- [Things to do]
A. In the sermon below, which Gospel is described as the shortest and earliest-written?
B. Quote the sermon word for word, beginning at "Hilton Head Island, SC" and stopping after "other three Gospels.".
C. Decide whether each statement agrees with the sermon, answering yes or no and quoting the deciding words: (i) The sermon was delivered on Hilton Head Island. (ii) Mark makes more commentary on what Jesus did and said than the other three Gospels. (iii) Jesus overturned the tables in the temple.

- [Selected text]
--

2. The Elusive Jesus

Hilton Head Island, SC – March 17, 2019
The Chapel Without Walls
Mark 12:1-12; Mark 12:13-17
A Sermon by John M. Miller

Text – And they tries to arrest him, but feared the multitude, for they perceived that he had told the parable against them; so they left him and went away. – Mark 12:12 (RSV)

 

     The Gospel of Mark is the shortest and earliest-written of the Gospels. Whoever wrote it did not know some of the stories that are included in Matthew and Luke. Mark also makes less commentary on what Jesus did and said than do the authors of the other three Gospels.

 

     Jesus had been thinking for some time about what he would do when he came into Jerusalem on Palm Sunday. He intended to make the dramatic statement of an irrepressible religious reformer. Thus he drove out of the temple the money-changers and those who sold animals for sacrifice. He also overturned their tables in a display of puritanical fury. He was completely convinced this is what God wanted him to do.

--

- [Supplied records]

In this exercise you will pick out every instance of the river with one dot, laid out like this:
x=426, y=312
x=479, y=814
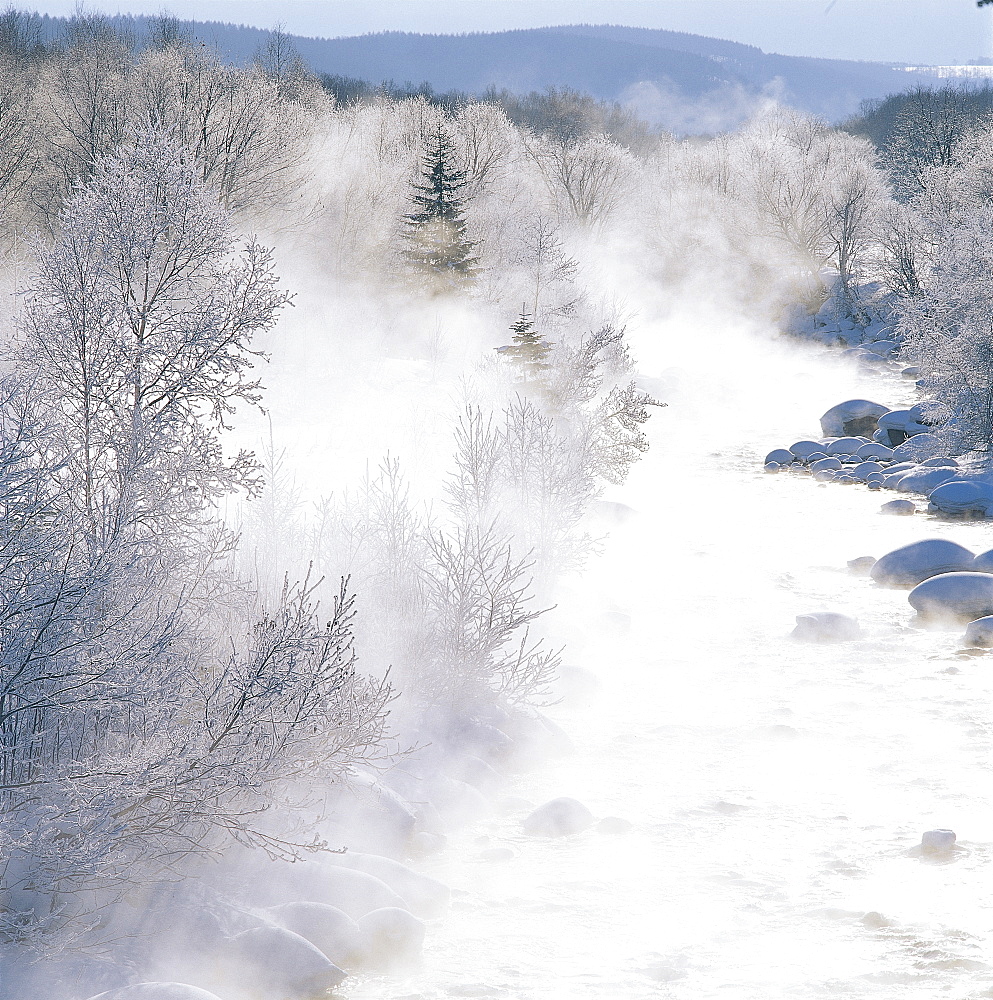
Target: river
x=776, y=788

--

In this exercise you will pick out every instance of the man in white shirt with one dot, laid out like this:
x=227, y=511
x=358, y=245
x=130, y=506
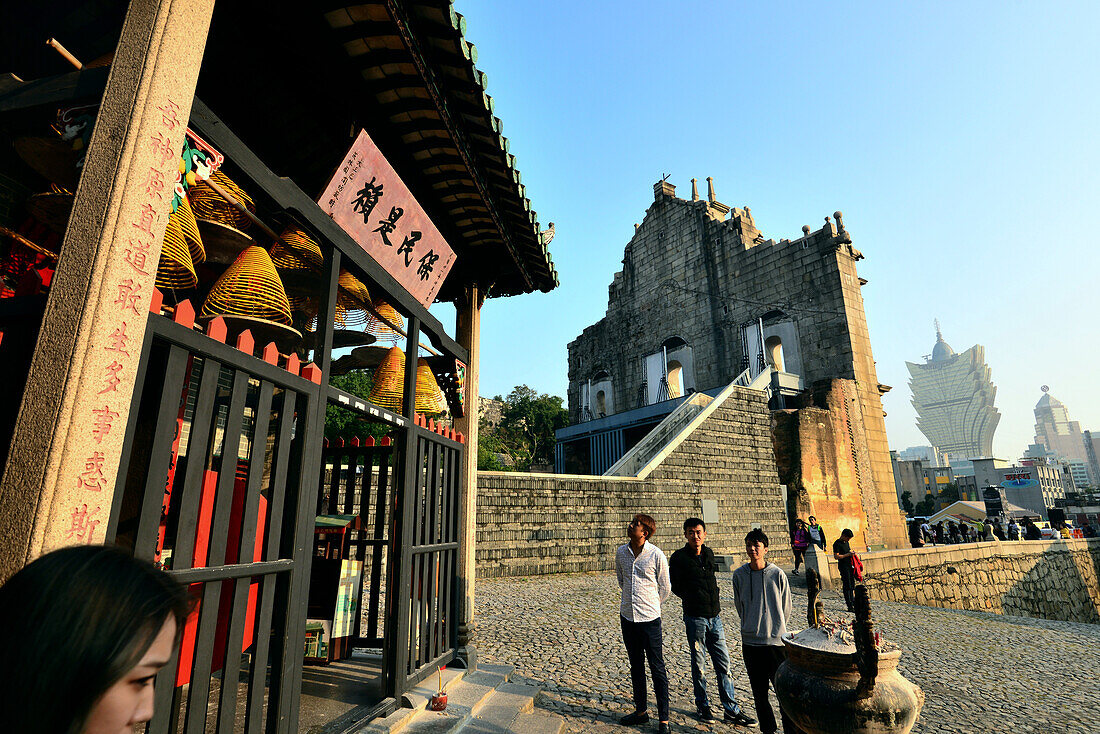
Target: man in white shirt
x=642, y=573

--

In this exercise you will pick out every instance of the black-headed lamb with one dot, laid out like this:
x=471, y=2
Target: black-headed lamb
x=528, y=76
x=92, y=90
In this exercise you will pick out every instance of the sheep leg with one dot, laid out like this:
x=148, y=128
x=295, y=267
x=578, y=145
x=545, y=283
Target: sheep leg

--

- [Solved tasks]
A. The Gospel of Mark.

B.
Hilton Head Island, SC – March 17, 2019
The Chapel Without Walls
Mark 12:1-12; Mark 12:13-17
A Sermon by John M. Miller

Text – And they tries to arrest him, but feared the multitude, for they perceived that he had told the parable against them; so they left him and went away. – Mark 12:12 (RSV)

 

     The Gospel of Mark is the shortest and earliest-written of the Gospels. Whoever wrote it did not know some of the stories that are included in Matthew and Luke. Mark also makes less commentary on what Jesus did and said than do the authors of the other three Gospels.

C.
(i) Yes: "Hilton Head Island, SC – March 17, 2019"
(ii) No: "Mark also makes less commentary on what Jesus did and said than do the authors of the other three Gospels."
(iii) Yes: "He also overturned their tables in a display of puritanical fury."